## Description of the task
Restate the full set of records exactly, word for word.

## Listed records
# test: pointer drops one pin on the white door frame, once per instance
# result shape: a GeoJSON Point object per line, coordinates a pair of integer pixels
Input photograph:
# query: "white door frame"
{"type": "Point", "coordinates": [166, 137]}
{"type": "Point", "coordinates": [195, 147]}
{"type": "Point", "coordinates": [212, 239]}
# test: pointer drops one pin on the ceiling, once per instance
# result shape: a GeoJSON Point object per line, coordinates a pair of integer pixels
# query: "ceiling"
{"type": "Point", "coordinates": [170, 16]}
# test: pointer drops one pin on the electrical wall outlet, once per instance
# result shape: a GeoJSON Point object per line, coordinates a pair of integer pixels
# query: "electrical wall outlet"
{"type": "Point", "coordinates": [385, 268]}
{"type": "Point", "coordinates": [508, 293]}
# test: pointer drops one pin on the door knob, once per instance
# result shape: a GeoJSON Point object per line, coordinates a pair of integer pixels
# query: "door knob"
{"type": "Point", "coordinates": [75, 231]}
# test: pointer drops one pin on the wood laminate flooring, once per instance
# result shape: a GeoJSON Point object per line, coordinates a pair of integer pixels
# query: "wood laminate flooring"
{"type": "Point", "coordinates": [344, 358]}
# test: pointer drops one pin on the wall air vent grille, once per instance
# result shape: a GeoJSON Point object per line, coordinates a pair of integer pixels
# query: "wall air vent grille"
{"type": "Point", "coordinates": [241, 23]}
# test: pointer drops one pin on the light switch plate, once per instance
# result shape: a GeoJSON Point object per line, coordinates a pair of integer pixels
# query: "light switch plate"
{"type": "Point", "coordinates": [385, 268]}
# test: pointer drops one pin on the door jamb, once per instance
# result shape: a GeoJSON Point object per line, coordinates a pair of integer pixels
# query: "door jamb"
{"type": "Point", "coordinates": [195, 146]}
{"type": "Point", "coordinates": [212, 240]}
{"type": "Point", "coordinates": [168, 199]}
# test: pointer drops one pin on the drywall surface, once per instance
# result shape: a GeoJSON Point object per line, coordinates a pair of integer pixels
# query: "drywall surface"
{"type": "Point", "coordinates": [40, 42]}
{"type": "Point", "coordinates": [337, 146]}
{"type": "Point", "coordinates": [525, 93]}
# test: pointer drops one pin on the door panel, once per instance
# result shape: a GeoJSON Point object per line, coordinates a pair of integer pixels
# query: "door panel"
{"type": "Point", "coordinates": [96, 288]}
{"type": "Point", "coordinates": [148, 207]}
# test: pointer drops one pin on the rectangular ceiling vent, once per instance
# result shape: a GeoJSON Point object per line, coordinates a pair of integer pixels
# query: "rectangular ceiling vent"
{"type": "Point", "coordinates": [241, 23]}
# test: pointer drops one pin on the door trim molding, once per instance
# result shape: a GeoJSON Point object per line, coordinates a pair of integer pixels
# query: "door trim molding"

## Answer box
# test: pointer drops one pin on the white door frame, once per instance
# result shape: a GeoJSON Point object per line, coordinates a pair of integer pixels
Input photograph:
# query: "white door frame"
{"type": "Point", "coordinates": [166, 137]}
{"type": "Point", "coordinates": [195, 147]}
{"type": "Point", "coordinates": [212, 239]}
# test: pointer drops one pin on the ceiling, once per instance
# result shape: a GeoJSON Point object per line, coordinates a pair of integer pixels
# query: "ceiling"
{"type": "Point", "coordinates": [170, 16]}
# test: pointer drops one pin on the electrical wall outlet, once per instance
# result shape: a GeoJSON Point object per line, coordinates a pair of integer pixels
# query: "electrical wall outlet"
{"type": "Point", "coordinates": [385, 268]}
{"type": "Point", "coordinates": [508, 293]}
# test: pointer drops one pin on the door knob, once per instance
# result shape: a GeoJSON Point object per line, coordinates a pair of integer pixels
# query: "door knob"
{"type": "Point", "coordinates": [75, 231]}
# test: pointer drops one pin on the wood laminate flooring, once per instance
# result shape: a GeoJSON Point object per line, coordinates a pair of integer pixels
# query: "wood laminate flooring"
{"type": "Point", "coordinates": [344, 358]}
# test: pointer drops one pin on the wall air vent grille, once per instance
# result shape: a GeoJSON Point object per line, coordinates a pair of integer pixels
# query: "wall air vent grille"
{"type": "Point", "coordinates": [241, 23]}
# test: pointer drops one pin on the light switch plate, once per instance
# result shape: a GeoJSON Point object per line, coordinates a pair of integer pixels
# query: "light switch plate"
{"type": "Point", "coordinates": [385, 268]}
# test: pointer drops one pin on the door jamb, once per instance
# result shape: a GeoJSON Point object per line, coordinates a pair of integer pixels
# query: "door jamb"
{"type": "Point", "coordinates": [195, 146]}
{"type": "Point", "coordinates": [212, 240]}
{"type": "Point", "coordinates": [168, 199]}
# test: pointer drops one pin on the drywall surface, once per instance
# result shape: a GeoJSON Point object per line, coordinates a pair of integer pixels
# query: "drywall surface"
{"type": "Point", "coordinates": [40, 42]}
{"type": "Point", "coordinates": [337, 146]}
{"type": "Point", "coordinates": [525, 93]}
# test: pointer drops one pin on the door panel, once per instance
# result shape: a GeoJSON Point object per line, coordinates a pair of integer pixels
# query: "door panel"
{"type": "Point", "coordinates": [96, 288]}
{"type": "Point", "coordinates": [148, 207]}
# test: pointer drops one pin on the rectangular ceiling vent, once per instance
# result shape: a GeoJSON Point object per line, coordinates a pair of integer pixels
# query: "rectangular ceiling vent"
{"type": "Point", "coordinates": [241, 23]}
# test: pointer drops one pin on the door trim molding, once per instance
# result shape: a GeoJSON Point object per line, coordinates a pair of integer pixels
# query: "door trim molding"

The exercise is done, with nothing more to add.